┌──

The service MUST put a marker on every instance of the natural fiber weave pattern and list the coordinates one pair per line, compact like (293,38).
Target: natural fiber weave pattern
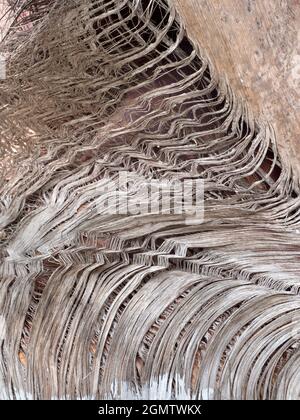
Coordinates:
(95,305)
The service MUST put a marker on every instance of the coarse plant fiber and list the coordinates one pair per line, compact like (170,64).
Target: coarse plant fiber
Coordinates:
(94,305)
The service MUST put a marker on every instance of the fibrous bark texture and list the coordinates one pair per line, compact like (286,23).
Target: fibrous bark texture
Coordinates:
(98,305)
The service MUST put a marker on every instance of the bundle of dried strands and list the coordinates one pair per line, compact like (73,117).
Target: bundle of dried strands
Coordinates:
(99,305)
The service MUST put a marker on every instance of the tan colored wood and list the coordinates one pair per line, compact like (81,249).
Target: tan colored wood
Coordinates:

└──

### TRY IT
Copy all of the material word for word, and include none of its pictures.

### THE COMPLETED TASK
The service MUST put a marker on every instance of the natural fiber weave pattern and list the coordinates one pair per line, compact like (293,38).
Target: natural fiber weave pattern
Coordinates:
(95,305)
The service MUST put a marker on every instance of the coarse plant fiber and list the coordinates one pair per line, compact like (170,64).
Target: coarse plant fiber
Coordinates:
(94,305)
The service MUST put a marker on every instance of the fibrous bark texture and list the coordinates one pair per line, compact like (286,23).
Target: fibrous bark texture
Coordinates:
(98,305)
The service MUST put a marker on every instance of the bundle of dried strands and list the coordinates one pair per line, compact like (73,117).
Target: bundle of dried strands
Coordinates:
(99,305)
The service MUST put a marker on every instance of the tan colored wood and list the coordinates one pair per line, compact like (81,249).
Target: tan colored wood
Coordinates:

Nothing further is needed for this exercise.